- _Task goal_:
List every line of the material below that contains the string "swimsuit", reproducing each such line in full.

- _Records to process_:

════════

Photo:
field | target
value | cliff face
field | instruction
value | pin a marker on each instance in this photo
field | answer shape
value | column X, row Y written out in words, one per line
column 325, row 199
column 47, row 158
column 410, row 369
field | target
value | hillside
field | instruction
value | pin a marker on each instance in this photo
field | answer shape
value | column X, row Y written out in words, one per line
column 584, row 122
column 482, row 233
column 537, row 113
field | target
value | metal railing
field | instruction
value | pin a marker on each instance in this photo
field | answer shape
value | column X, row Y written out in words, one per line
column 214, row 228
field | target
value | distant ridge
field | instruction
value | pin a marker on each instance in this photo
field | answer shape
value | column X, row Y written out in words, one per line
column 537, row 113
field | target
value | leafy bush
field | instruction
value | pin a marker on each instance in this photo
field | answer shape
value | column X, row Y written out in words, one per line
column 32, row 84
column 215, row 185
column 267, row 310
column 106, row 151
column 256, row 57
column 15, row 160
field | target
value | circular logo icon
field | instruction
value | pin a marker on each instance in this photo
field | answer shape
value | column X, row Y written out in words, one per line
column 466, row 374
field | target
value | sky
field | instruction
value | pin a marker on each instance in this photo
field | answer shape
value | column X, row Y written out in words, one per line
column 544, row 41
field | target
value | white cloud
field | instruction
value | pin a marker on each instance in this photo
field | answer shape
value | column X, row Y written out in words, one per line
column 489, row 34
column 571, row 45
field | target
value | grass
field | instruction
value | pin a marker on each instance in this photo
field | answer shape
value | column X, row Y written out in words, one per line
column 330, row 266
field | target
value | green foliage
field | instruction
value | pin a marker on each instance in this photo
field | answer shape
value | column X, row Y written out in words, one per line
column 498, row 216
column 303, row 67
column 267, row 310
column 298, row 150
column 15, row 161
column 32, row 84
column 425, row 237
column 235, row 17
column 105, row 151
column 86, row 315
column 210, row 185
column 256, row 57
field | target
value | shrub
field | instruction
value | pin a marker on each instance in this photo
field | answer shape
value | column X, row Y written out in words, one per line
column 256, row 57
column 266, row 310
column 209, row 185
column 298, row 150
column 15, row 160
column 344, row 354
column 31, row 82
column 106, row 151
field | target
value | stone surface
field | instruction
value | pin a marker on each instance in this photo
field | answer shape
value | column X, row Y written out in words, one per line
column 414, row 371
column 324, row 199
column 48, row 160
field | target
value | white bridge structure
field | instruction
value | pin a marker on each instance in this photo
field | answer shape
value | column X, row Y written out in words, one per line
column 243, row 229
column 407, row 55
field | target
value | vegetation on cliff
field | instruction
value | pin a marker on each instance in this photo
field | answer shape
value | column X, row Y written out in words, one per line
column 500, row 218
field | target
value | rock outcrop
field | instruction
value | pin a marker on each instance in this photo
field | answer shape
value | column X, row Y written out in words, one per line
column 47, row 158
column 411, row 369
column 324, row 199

════════

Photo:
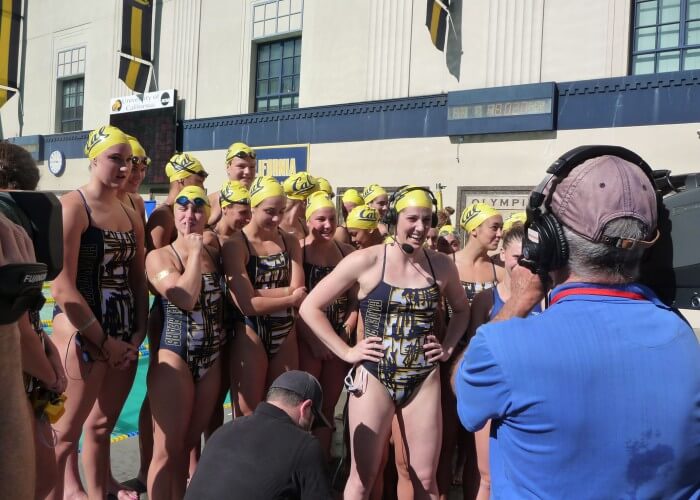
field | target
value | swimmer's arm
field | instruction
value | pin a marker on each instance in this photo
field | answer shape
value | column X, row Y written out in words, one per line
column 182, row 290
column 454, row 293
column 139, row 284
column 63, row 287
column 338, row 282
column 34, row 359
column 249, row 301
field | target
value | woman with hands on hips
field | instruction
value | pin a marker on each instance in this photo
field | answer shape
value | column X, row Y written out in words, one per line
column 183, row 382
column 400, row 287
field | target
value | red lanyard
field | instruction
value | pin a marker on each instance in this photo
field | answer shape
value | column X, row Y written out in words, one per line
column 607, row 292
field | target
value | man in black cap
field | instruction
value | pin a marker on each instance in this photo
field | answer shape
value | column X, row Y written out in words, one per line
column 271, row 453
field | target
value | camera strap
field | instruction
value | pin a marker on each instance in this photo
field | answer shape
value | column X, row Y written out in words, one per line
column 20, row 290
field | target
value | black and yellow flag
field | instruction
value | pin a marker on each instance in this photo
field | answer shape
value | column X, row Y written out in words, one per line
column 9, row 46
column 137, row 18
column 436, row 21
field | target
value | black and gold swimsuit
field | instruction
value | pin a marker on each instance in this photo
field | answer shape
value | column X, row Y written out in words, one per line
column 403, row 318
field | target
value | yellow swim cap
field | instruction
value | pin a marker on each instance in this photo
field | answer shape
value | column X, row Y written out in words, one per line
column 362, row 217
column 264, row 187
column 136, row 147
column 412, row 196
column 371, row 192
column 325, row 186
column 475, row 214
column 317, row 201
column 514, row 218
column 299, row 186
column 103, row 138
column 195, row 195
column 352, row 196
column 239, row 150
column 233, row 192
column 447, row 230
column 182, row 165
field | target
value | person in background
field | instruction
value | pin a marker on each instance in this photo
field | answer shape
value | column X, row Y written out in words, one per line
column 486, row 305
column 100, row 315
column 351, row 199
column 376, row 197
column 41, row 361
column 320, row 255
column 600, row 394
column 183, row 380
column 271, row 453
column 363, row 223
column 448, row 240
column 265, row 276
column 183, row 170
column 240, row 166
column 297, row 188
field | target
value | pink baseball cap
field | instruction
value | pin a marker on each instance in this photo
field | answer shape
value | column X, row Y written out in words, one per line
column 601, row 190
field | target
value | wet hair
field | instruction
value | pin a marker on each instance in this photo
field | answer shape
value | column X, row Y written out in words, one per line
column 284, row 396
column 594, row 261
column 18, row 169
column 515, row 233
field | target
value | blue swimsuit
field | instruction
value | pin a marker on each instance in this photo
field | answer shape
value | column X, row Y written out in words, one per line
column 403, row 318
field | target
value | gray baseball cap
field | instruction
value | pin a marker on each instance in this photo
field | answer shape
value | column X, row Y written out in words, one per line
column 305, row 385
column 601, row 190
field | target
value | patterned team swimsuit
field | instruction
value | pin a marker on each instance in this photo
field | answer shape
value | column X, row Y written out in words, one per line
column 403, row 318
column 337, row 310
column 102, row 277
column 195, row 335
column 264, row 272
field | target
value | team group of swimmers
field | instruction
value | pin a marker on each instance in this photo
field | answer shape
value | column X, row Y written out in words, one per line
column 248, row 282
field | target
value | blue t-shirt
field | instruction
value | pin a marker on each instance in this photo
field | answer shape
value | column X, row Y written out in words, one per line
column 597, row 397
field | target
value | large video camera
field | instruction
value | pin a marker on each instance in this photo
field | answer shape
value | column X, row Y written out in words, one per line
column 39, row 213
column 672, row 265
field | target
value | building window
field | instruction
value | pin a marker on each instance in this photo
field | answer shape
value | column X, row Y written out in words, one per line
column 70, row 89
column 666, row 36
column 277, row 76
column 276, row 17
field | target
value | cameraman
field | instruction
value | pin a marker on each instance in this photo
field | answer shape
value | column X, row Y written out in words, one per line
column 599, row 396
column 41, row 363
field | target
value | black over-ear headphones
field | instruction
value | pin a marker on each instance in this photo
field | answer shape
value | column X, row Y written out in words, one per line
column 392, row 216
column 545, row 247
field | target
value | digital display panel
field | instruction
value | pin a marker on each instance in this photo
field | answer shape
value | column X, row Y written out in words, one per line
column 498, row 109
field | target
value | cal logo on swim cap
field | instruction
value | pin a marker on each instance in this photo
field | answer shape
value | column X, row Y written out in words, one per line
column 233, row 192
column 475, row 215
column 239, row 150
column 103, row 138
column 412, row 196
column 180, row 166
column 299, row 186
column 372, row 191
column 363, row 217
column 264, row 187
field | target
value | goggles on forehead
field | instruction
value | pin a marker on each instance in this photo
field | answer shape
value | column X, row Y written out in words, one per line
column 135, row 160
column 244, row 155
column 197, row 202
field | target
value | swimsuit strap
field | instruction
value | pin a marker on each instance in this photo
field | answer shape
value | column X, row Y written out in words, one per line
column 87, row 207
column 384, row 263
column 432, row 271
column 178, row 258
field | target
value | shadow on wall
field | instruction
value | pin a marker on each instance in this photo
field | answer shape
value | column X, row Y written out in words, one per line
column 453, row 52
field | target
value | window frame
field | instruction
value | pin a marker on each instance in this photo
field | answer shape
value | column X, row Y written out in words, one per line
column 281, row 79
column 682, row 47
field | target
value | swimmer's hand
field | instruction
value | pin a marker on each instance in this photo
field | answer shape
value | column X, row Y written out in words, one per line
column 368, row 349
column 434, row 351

════════

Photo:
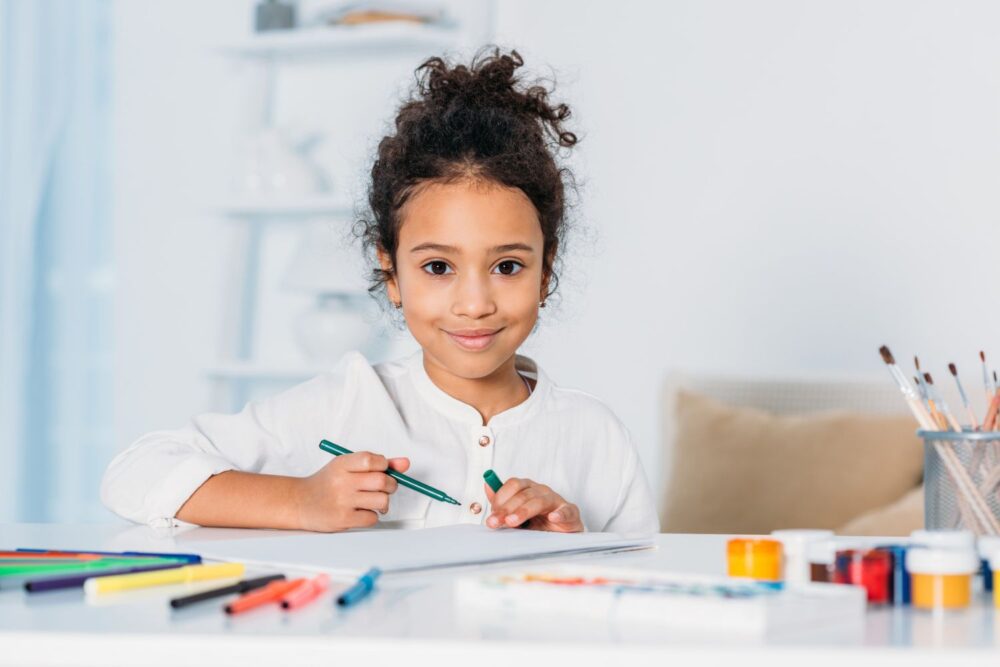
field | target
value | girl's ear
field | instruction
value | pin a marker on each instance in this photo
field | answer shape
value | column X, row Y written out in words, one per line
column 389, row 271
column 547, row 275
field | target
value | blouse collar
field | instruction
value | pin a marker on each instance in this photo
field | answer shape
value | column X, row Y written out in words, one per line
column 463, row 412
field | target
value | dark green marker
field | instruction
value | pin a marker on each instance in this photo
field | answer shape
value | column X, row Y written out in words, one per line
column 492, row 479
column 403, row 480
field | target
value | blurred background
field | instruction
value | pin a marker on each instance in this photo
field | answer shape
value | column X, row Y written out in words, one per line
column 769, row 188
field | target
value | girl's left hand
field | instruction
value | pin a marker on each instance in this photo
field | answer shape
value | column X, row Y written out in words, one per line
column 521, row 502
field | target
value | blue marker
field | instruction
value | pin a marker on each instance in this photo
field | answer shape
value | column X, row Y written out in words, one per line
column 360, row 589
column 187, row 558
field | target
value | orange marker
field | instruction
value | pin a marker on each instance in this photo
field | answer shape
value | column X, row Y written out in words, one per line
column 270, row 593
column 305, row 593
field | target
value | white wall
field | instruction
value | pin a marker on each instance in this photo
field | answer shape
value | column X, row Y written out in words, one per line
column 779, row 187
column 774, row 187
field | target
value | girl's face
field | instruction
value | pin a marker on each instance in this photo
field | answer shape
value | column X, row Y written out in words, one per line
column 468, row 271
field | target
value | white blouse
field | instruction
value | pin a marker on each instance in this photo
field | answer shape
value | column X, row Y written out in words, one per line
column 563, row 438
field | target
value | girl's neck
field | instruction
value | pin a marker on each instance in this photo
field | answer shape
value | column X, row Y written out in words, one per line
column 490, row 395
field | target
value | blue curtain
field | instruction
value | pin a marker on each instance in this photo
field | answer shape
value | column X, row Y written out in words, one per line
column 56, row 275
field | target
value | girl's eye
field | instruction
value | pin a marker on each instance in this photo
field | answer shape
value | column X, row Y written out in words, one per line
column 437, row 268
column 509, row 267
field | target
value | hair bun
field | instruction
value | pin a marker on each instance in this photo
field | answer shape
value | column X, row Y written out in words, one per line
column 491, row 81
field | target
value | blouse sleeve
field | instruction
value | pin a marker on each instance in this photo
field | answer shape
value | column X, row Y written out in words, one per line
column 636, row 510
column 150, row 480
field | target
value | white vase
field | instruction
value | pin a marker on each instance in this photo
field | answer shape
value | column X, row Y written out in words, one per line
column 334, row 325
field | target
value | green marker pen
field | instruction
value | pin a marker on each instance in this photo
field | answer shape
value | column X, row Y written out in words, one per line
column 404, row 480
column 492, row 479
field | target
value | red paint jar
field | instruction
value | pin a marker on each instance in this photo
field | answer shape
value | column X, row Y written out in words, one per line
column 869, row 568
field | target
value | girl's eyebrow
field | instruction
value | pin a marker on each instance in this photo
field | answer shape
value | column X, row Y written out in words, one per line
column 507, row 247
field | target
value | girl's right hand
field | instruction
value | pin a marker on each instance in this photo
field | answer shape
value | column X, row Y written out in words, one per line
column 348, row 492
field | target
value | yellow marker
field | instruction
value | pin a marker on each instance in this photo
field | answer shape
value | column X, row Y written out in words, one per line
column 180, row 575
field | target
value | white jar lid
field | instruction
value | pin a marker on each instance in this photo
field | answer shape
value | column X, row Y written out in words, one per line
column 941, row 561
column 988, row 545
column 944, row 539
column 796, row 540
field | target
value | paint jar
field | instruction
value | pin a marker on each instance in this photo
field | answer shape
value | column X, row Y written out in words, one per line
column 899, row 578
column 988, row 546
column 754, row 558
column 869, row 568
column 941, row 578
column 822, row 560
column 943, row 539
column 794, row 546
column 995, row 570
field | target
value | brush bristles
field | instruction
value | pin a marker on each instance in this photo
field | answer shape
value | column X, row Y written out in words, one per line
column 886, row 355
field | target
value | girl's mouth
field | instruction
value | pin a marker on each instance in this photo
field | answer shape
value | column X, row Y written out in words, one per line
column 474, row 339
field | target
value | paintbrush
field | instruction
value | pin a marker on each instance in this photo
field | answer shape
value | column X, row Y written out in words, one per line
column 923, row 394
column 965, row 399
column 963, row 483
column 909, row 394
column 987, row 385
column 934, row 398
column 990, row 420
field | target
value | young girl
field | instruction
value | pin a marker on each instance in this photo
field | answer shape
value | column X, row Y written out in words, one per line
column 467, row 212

════════

- _Exercise answer_:
value | black and gold swimsuit
value | blue swimsuit
value | patterned team swimsuit
value | swimsuit strap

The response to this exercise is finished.